Stored data
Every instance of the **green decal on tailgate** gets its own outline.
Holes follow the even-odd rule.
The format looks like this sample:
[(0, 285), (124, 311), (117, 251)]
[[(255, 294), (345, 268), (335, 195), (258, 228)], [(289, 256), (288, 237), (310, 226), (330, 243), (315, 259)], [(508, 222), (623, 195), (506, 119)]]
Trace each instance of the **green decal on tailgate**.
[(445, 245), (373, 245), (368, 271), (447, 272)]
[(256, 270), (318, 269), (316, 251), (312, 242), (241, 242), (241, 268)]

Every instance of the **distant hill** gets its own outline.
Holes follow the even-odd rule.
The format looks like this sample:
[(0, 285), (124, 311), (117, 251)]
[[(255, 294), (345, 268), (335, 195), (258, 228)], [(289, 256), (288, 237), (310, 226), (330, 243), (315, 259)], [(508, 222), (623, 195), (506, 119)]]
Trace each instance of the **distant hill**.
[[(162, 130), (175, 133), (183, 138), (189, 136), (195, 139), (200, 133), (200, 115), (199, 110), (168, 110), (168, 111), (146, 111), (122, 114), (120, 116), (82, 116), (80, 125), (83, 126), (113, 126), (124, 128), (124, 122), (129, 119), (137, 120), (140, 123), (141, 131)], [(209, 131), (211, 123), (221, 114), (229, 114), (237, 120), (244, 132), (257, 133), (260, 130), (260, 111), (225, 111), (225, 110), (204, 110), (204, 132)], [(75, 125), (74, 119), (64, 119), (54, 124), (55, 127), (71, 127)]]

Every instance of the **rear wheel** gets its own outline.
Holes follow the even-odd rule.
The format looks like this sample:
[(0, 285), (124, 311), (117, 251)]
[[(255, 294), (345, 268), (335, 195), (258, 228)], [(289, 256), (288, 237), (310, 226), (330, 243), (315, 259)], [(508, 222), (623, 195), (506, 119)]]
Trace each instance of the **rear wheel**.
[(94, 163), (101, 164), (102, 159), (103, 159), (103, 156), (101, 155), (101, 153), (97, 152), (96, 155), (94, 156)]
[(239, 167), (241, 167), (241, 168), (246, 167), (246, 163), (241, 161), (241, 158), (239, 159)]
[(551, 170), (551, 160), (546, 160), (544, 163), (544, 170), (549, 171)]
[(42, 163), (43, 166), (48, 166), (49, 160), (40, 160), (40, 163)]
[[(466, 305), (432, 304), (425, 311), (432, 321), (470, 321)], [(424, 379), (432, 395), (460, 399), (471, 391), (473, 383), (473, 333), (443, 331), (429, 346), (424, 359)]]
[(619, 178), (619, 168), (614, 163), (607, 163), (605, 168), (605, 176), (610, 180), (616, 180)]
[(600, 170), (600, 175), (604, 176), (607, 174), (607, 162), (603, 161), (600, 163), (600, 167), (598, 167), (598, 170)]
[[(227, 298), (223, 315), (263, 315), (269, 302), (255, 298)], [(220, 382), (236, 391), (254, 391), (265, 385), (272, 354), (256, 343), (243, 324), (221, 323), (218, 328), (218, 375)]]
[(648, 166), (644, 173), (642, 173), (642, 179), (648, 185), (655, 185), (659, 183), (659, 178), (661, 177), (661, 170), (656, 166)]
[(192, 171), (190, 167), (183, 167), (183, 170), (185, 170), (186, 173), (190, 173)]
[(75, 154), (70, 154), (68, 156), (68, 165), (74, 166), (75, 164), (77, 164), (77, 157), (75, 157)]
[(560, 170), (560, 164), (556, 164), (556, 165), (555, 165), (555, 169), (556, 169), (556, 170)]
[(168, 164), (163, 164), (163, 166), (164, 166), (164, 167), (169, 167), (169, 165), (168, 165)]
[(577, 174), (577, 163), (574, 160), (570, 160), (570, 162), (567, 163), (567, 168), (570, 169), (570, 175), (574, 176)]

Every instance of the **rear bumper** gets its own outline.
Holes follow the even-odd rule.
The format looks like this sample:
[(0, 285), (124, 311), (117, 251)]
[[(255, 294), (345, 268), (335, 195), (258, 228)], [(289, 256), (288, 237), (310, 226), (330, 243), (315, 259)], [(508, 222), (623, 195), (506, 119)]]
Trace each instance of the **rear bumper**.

*Task item*
Where a line in the records above contains the string "bumper", return that line.

*Output of the task*
Every instance of the **rear bumper** gets its own outline.
Trace each instance of the **rear bumper**.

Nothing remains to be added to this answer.